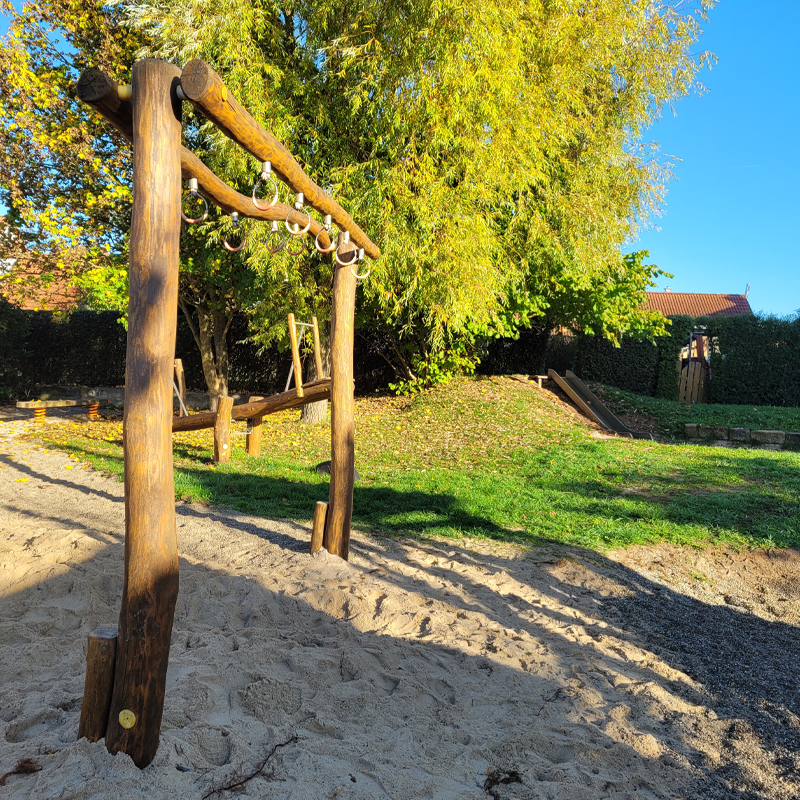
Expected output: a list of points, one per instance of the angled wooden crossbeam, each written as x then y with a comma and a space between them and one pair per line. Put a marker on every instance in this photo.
101, 92
205, 90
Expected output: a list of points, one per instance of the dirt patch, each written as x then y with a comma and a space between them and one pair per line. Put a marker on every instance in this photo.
457, 669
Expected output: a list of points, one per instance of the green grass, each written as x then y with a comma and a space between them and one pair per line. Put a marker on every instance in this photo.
489, 458
670, 416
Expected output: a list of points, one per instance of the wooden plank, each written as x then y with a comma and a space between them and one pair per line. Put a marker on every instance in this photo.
151, 556
101, 656
340, 502
222, 430
684, 379
317, 349
207, 93
318, 527
180, 381
312, 393
101, 92
298, 367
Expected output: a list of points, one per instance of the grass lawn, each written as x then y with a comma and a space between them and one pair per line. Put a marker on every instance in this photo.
492, 458
671, 416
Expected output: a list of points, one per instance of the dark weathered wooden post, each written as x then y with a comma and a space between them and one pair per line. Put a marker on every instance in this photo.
101, 655
151, 557
222, 430
340, 503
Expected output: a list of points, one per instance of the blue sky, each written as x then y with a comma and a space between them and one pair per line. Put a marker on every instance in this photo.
733, 214
733, 211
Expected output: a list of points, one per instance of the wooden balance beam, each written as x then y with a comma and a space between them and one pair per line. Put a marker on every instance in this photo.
255, 410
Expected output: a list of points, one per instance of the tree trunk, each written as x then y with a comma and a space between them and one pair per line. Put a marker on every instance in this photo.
315, 413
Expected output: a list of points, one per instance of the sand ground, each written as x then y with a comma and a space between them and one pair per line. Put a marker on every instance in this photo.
437, 669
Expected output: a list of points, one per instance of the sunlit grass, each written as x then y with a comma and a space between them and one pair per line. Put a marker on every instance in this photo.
489, 458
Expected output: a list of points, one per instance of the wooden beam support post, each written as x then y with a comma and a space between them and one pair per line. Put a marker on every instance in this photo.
211, 98
222, 430
340, 512
318, 528
317, 349
298, 367
151, 554
101, 656
101, 92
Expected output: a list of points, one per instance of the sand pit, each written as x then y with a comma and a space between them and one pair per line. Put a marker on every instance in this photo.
437, 669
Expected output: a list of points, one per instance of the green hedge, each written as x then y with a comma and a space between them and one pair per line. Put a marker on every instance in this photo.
755, 361
87, 348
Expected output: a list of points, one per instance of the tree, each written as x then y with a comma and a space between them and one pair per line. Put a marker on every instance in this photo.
493, 152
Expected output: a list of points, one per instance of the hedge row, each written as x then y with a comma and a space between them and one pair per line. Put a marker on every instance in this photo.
87, 348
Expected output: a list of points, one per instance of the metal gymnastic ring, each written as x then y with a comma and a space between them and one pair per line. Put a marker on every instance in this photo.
194, 193
296, 252
226, 244
275, 232
266, 175
296, 231
324, 249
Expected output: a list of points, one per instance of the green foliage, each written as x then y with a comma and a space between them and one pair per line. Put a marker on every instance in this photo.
492, 459
755, 361
670, 416
632, 366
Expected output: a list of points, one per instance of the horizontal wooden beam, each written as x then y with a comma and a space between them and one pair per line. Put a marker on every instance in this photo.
101, 92
208, 94
312, 393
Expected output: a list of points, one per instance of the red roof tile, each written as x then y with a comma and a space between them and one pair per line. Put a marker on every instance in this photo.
694, 304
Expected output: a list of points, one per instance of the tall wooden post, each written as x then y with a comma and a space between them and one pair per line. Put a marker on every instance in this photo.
151, 558
340, 504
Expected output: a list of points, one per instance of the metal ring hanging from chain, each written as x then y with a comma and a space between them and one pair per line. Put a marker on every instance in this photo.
360, 258
345, 240
266, 175
226, 244
275, 232
326, 226
299, 206
296, 252
194, 193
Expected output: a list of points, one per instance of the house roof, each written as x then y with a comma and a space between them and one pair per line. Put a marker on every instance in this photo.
694, 304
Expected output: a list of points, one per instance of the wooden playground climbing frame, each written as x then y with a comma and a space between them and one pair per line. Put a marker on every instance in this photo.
148, 114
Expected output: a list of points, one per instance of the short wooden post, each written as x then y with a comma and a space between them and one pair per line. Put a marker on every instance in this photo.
318, 528
298, 367
180, 382
151, 552
253, 438
340, 512
222, 430
317, 349
98, 686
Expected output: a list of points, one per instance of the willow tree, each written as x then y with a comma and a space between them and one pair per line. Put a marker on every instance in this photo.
494, 152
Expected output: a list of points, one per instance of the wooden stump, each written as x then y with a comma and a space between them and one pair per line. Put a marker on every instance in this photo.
222, 430
340, 511
151, 555
101, 656
253, 438
318, 528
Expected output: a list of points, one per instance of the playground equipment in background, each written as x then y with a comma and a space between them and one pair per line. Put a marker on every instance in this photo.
148, 115
694, 371
40, 407
259, 407
591, 405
★ ★ ★
Problem to solve:
Reproduce all of the data above word for word, leaving the pictures out of your answer.

Worked solution:
Expected output: a list of points, one per instance of the angled wooden crossbeam, each written as x then y with a comma and a space between them and one pair per line. Put a marker on every instance in this photo.
101, 92
205, 90
Expected output: a list of points, one per instance of the dirt patch, each written as x then y with a comma and a space between them and one pair per line. Put a marker on every instance in this photo.
457, 669
Expected output: a list of points, one per instance of the green grass, each written as x then y with a comma and a space between them and one pair per line. Put a marker on every instance in this photo.
489, 458
670, 416
Expected output: a list of points, one per instance of the wooden plank, each written as x then y with a comma and a space between them and one pair per line. Put a marker on every instance in this photo.
151, 556
101, 656
340, 502
222, 430
684, 379
317, 349
207, 93
318, 527
180, 381
312, 393
101, 92
298, 367
Expected output: a list of points, one per instance of the grass lawn, each written as x then y with a comma and a space between them and one pair per line. Put a marker on every instance in this photo.
492, 458
671, 416
Expected output: a list of points, one per instance of the dark weathered wooden post, each written as x then y with a comma and a space between them and one pair per line. Put a marker on every instance in this photo.
101, 655
151, 557
222, 430
340, 503
Expected output: a list of points, one per instance of the blue sky, each written as x then y with a comma and a space between them and one pair per line. Put a marker on every instance in this photo.
733, 214
733, 211
Expected output: a list of points, one per instance of the wooden balance beam, each written as x then y with a comma and a space between them and one pair per line. Put a marker on every instance in this photo.
255, 410
Expected output: a list of points, one per instance of the tree trunk, each written as x then y with a comma and a space between them and one pair per line. Put a marker on every instance in this photo.
315, 413
Expected output: a list of points, one per instance of the sand ground, each written as x then y with a comma and a space between them and one pair per line. Put a marker on every instance in this photo.
437, 669
Expected output: a list of points, one per instance of the sunlit grass, each written as x then y with a comma and a space between them and one pair per line. Put a marker on every instance in this photo.
489, 458
Expected output: a list of points, one per instance of the wooden beam support post, each written as x then y with a comma and a space between them and one pair per line. Put a marker on every instance in this photo.
211, 98
222, 430
340, 512
318, 528
317, 349
298, 367
151, 554
101, 656
101, 92
Expected output: a list of points, one per instance of the sand pit, each written as x then y with a comma and a space between them and one pair per line. Put a marker on every instance in this photo.
437, 669
Expected output: a list of points, one per instance of the green hedge, each written as x then y with a comma and a space between them and one pair per line. Put a marker on every instance in this photo.
755, 361
87, 348
Expected output: a list of points, one per instance of the tree, each written as x then y with a comma and a space between them and one pair per line. Put a marker on every instance in this photo.
493, 152
Expected output: a list of points, one per instance of the hedge row, each written as x then y with a comma and a space between them and one pair per line. Put a marker on every instance in this photo.
87, 348
Expected output: a list of points, one per instance of the metal gymnastic ring, each written as x then y with a comma and a space between them and one pair per line. Put a marker on every instance in this photo.
194, 193
296, 252
226, 244
275, 232
266, 175
296, 231
324, 249
Expected output: a list of points, one per instance of the green foliage, each written as x then y with a comma and a space between them and one pair per line. Put a marker on every instance in this photo.
492, 459
755, 361
670, 416
632, 366
Expected output: a list of points, one per instance of the horizontal wooden beam, each written as x then y with a comma and a space between them and one pair per line. Put a marker on every instance in this photo.
101, 92
208, 94
312, 393
Expected output: a list of points, one per instance of the red roof tile, each written as x then y with a comma and a space between them and one pair per line. Put a marker on every instance in this photo.
694, 304
Expected output: a list of points, one per instance of the tall wooden post, each written as x then y with a comma and a space between them and one pair per line. Put a marker on every instance in this photo.
151, 558
340, 504
Expected output: a list of points, one per instance of the metal ring hanging from chain, each written as x then y with a comma and a space between them and one pair per line. Put a marker on every instance in this photo.
360, 258
345, 240
266, 175
226, 244
275, 232
326, 226
299, 206
296, 252
194, 193
Expected output: a list of points, one per instance of the house roof, each written as x then y with a comma and a space between them and one pair per line. Put a marker on every instance in this photo.
694, 304
Expected output: a list of points, one per instance of the wooden playground climbing frame, each written as x then y with a comma and a space between them and one pair per line. Put a marker on every instance in this photo.
148, 114
Expected output: a list of points, one per instance of the short wooden post, each written as x then y with a comma and a space between them and one pair per line. Put a marker on every instance in this photo.
318, 528
298, 367
180, 382
151, 552
253, 438
340, 512
222, 430
317, 349
98, 686
Expected output: a list of points, one per instance of the willow tree, each written as x then y with a comma and a space between them and one pair per line. Put a marker on every instance in this photo.
494, 152
Expected output: a list of points, one per instance of the wooden stump, each written as x then y with a comma and a space between them and one pair per line. Put a marker on every instance in this photo.
222, 430
340, 511
151, 555
101, 656
253, 438
318, 528
Expected output: a list of points, one per instance of the playground equipment in background, each written as x then y with a comma and a space between them and one pair per line. Put a marker on every instance in this photo.
148, 115
694, 371
40, 407
259, 407
591, 405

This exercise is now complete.